◆ WHAT THE EXERCISE ASKS: In the server market report below, which vendor held the third position, and with what market share?

--- Begin QUOTED TEXT ---

According to the data compiled by the research firm, worldwide server revenues dropped 11.6% year over year to $20 billion in the second quarter while overall shipment fell 9.3% to approximately 2.7 million units.
IDC noticed deterioration in every segment with revenues of volume servers waning 10% year over year to $16.3 billion while the mid-range server dipped 4.6% to $2.4 billion. Also, high-end system revenues reached $1.3 billion, reflecting a contraction of 20.8%.
Also, x86 servers suffered a blow during the quarter. IDC noted a 10.6% year-over-year decrease in x86 server revenues, which totaled $18.4 billion while revenues from non-x86 servers witnessed a decrease of 21.5% to $1.6 billion.
The research firm observed that a decelerating purchase from cloud providers and hyperscale customers, an off-cycle in the cyclical non-x 86 markets coupled with slowdown from enterprises due to existing capacity and macroeconomic woes posed key challenges during the reported quarter.
How Are the Vendors Placed?
With respect to individual server manufacturers, there was a tie between Dell (DELL - Free Report) and Hewlett Packard Enterprise (HPE - Free Report) /New H3C Group for the first spot with 19% and 18% share, respectively. IDC calls it a statistical draw when the gap among vendors is 1% or less.
Revenues of Dell declined 13% year over year. Weakness in the China market is a major headwind for the company. On the last earnings call, management mentioned that they are more selective about larger deals in the region and is more focused on developing sustainable long-term relationships with customers. However, outside China, the company continues to witness growth, which is a positive.
Coming to Hewlett Packard, although revenues were down 3.6% year over year, the company witnessed an increase in the market share by 150 basis points year over year. The company is gaining traction from its strategic partnership with China-based H3C, which is a key player in the China market with a solid grip on campus switching and wireless LAN.
Inspur/Inspur Power Systems, a China-based company, held the third position with 7.2% market share. It is the only vendor to have witnessed a rise in revenues and growth in volume shipment too.

--- End QUOTED TEXT ---
--- Begin RECORD EXTRACTS ---

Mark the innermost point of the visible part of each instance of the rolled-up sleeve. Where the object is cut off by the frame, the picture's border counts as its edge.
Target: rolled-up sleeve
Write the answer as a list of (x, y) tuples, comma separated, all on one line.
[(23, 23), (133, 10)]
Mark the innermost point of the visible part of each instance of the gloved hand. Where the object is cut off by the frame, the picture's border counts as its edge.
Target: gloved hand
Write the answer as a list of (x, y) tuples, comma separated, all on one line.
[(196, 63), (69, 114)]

--- End RECORD EXTRACTS ---

◆ THE REPLY: Inspur/Inspur Power Systems, with a 7.2% market share.